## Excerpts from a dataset
#####
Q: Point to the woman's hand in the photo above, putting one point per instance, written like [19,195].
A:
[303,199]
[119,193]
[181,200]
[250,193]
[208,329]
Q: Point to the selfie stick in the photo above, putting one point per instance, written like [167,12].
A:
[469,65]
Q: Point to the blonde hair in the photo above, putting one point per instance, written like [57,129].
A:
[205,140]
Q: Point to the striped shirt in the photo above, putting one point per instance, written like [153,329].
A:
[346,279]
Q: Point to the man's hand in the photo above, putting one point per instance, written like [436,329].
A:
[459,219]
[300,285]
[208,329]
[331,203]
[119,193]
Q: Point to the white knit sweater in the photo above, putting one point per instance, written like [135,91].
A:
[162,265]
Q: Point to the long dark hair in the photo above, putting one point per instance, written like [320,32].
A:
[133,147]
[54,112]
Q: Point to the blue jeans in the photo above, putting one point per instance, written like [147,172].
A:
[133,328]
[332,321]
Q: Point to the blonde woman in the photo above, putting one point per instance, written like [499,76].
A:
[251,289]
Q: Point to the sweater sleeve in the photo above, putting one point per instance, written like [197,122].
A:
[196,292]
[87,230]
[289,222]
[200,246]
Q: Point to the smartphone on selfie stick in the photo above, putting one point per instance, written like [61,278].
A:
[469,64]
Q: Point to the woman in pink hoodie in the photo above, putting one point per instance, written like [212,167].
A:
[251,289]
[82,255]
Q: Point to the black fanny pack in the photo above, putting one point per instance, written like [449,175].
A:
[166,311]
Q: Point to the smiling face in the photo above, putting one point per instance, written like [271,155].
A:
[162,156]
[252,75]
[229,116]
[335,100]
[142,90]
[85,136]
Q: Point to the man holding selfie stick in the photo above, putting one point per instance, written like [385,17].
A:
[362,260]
#####
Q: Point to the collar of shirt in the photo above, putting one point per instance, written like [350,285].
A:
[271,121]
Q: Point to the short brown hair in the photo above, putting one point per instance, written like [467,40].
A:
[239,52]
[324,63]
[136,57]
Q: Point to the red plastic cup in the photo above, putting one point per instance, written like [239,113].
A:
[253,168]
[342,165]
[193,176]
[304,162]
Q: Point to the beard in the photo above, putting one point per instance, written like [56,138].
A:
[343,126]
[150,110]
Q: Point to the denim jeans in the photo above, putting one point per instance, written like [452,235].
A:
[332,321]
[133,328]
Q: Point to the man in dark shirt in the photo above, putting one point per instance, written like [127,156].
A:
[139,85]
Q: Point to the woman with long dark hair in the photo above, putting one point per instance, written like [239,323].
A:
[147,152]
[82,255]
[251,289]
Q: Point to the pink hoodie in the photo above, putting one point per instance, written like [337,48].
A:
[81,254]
#####
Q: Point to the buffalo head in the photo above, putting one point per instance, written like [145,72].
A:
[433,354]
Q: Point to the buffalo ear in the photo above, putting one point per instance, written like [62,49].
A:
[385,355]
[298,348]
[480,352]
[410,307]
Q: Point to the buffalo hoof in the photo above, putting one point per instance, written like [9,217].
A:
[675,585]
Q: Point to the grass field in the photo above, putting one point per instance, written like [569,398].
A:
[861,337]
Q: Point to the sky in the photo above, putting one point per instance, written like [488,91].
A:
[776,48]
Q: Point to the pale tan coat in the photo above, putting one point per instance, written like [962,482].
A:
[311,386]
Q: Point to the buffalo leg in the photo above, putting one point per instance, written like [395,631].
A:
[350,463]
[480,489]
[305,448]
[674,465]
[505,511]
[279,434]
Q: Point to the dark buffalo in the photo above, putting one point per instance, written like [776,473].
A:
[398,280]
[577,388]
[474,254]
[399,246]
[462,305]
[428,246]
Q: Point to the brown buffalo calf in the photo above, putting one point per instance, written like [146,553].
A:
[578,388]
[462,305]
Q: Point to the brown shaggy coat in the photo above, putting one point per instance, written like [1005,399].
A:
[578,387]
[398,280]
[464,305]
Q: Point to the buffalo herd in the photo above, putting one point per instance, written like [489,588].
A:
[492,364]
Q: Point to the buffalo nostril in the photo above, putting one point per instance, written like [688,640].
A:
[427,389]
#####
## Your objective
Scan the records above for the string "dark", then copy each line where it turns up.

## Solution to this problem
Q: Point to the long dark hair in the photo above, putting one point per instance, written like [320,32].
Q: Point to the man in dark shirt in the photo above, putting one point per instance, written like [127,156].
Q: Point to the woman with long dark hair in the photo above, putting one point per instance, written like [239,323].
Q: Point to the dark buffalo in the photo above, putting one point per instance, written like [776,473].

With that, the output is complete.